**Estratto della fonte:**
La scelta dei pigmenti trasparenti è molto importante nella pittura per quello che riguarda il mio lavoro perchè permette di vedere sempre un poco ciò che c'è dietro ed anche dal punto di vista filosofico capire per vedere ciò che c'è dietro è un aspetto che a me personalmente ha sempre interessato.
Mescolerò queste due tecniche, la pittura ad olio con i vapori di paraffina e lo farò per la prima volta all'aperto perchè io in genere lavoro nel mio studio dove l'aria è assolutamente ferma e dove posso avere il controllo assoluto di questo caos che ho generato, mentre qui all'aria aperta non so cosa succederà.
Nelle prime due ore con questa tecnica dei fumi stabilisco un primo strato dove già il cervello può cominciare a lavorare attivando le sue sinapsi e riconoscere ciò che sta dietro al fumo.
Poi con il pennello imbevuto nelle resine tolgo e metto il colore, in funzione di ciò che io vedo.
Ho usato queste due tecniche fuse insieme, quella della fuliggine con la pittura ad olio, il risultato che vedete è soltanto un risultato iniziale perchè non basta così poco tempo per realizzare un lavoro di livello con le diverse profondità, con lo studio delle cromie realizzate in maniera esatta.
In questo paio di ore solo due colori sono stati già molto complessi da gestire, anche perchè il sole scaldava l'alluminio, la resina asciugava con tempi molto rapidi rispetto al chiuso dello studio, e quindi la pennellata modificava anche il risultato.

Foto di R. Perugini
Foto di R. Perugini

fannidada


La nostra indagine verte sull'antinomia artificiale-naturale e sul rapporto che
intercorre tra i due.
Lavoriamo principalmente con il video ponendo attenzione più al processo di generazione delle immagini che alle immagini stesse filtrando il segnale video attraverso elementi naturali mettendo così in relazione l'artificiale con il naturale. Gli elementi naturali che utilizziamo sono i più diversi: acqua, terra, foglie, fiori… Per questa giornata abbiamo raccolto delle foglie del parco del PAV che utilizzeremo per filtrare un breve video.

 







Diego Pasqualin


Ho accettato la proposta di venir qui a parlare del mio lavoro, ed è per me un po' particolare perchè io mi occupo di scultura, e in particolar modo di piccole sculture esposte sotto vetro, e quindi l'idea di rappresentare all'esterno un mio lavoro è stata una sfida.

**Elenco dati:**
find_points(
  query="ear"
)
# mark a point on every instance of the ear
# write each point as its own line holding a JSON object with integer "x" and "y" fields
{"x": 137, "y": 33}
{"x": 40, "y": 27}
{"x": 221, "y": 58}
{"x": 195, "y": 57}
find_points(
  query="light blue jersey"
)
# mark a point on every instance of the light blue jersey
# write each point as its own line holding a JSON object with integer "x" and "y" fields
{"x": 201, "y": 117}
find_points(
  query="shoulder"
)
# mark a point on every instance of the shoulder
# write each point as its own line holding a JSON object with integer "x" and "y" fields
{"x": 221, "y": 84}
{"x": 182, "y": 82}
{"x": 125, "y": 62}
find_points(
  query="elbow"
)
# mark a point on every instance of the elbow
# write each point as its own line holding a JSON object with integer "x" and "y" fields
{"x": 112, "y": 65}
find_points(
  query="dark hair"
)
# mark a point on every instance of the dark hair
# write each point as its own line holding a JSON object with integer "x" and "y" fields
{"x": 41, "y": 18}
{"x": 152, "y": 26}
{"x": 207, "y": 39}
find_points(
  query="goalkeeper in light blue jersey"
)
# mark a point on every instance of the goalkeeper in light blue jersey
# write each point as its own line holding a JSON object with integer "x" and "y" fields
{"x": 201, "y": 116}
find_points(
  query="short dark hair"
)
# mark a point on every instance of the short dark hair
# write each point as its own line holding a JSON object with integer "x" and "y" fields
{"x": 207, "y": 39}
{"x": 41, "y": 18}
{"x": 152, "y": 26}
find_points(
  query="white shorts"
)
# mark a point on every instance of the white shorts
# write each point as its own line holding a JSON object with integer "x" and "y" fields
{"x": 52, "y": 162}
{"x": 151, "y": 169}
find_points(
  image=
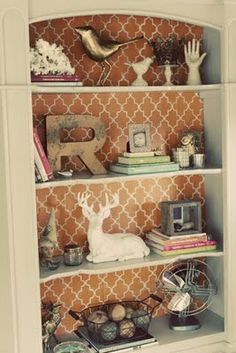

**Breve esercizio 1:**
Elenca gli elementi naturali nominati esplicitamente nell'estratto come filtri del segnale video.
**Breve esercizio 2:**
Aggiorna il passo dell'estratto da "Lavoriamo principalmente con" a "stata una sfida.", sostituendo "foglie" con "cortecce".

**Soluzione esercizio 1:**
acqua, terra, foglie, fiori

**Soluzione esercizio 2:**
Lavoriamo principalmente con il video ponendo attenzione più al processo di generazione delle immagini che alle immagini stesse filtrando il segnale video attraverso elementi naturali mettendo così in relazione l'artificiale con il naturale. Gli elementi naturali che utilizziamo sono i più diversi: acqua, terra, cortecce, fiori… Per questa giornata abbiamo raccolto delle cortecce del parco del PAV che utilizzeremo per filtrare un breve video.

 







Diego Pasqualin


Ho accettato la proposta di venir qui a parlare del mio lavoro, ed è per me un po' particolare perchè io mi occupo di scultura, e in particolar modo di piccole sculture esposte sotto vetro, e quindi l'idea di rappresentare all'esterno un mio lavoro è stata una sfida.